→ **Instruction**: Print every line from the one containing "of the pollen" down to the one containing "[(113, 492)]", both included, without changing anything.

→ **Exercise material**:
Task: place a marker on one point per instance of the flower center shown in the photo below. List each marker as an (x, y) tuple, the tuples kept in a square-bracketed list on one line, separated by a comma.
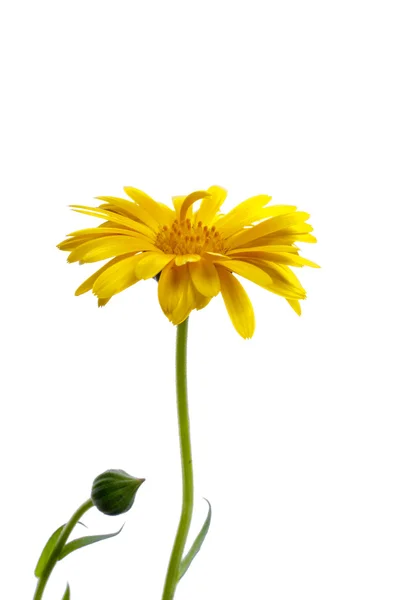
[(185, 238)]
* * *
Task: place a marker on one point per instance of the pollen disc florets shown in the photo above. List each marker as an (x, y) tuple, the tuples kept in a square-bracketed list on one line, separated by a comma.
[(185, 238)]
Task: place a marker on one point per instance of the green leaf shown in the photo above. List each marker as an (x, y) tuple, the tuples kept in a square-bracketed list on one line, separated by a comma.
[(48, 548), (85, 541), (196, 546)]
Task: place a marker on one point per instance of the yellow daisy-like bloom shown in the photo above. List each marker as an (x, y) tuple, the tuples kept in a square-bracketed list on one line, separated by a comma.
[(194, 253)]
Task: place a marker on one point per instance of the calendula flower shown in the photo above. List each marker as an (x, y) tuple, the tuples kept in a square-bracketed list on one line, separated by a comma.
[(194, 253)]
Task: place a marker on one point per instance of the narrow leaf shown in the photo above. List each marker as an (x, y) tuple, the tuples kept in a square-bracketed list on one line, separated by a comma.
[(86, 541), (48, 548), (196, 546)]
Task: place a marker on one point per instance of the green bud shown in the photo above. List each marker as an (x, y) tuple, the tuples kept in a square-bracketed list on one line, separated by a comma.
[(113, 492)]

→ **Result of the exercise**:
Task: place a marker on one point per instance of the pollen disc florets shown in the photo above. List each marker as an (x, y) tuple, the tuples kept in a square-bracketed list on one line, separated by a comma.
[(185, 238)]
Task: place a marker on one point per instance of the green leaf shown in the photo above. List each marker as an (x, y) tuple, the tuples kept in a square-bracketed list on one line, separated by a comma.
[(48, 548), (85, 541), (196, 546)]
Task: place a marker on one point per instance of the yellow daisy-like bloom shown in the photo above. List each marker as an (x, y) tuple, the tuples kept in a square-bracketed list on one line, separated by a comma.
[(194, 253)]
Task: place a marker on one point per instance of the calendula flower shown in the photo above. List each marker as an (x, y) tuple, the tuples kept in a square-bracketed list on one line, separated by a comma.
[(194, 253)]
Task: place a marker on one point per instance of the narrow leaf shown in the photo above. List each marker as an (x, y) tuple, the tuples kept in a square-bracketed list on one line, separated by a comma.
[(86, 541), (48, 548), (196, 546)]
Task: place a marker on one point per instance of the green bud shown in the photo above. List each marker as an (x, y) tuple, the tuples kept in a square-bracketed list on one line, separated by a comma.
[(113, 492)]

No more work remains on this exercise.